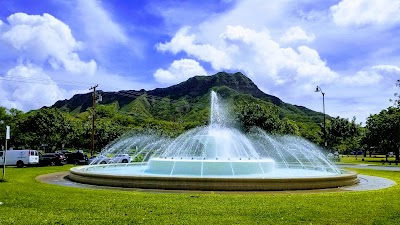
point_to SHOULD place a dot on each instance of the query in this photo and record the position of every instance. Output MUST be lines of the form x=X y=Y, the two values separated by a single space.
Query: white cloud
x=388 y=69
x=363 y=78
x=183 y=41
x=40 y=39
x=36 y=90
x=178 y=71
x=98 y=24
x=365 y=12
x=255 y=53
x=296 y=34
--------------------------------------------------
__How to complete this task__.
Give back the material exactly as written, images excluded.

__Completed exercise__.
point_to SHOULD place a dot on each instance of the query in this photo and record the position of every instance. Output MUST be lines of the form x=X y=Y, the two values separated by a single space.
Query: white cloud
x=388 y=69
x=363 y=78
x=183 y=41
x=40 y=39
x=36 y=90
x=178 y=71
x=98 y=24
x=365 y=12
x=255 y=53
x=296 y=34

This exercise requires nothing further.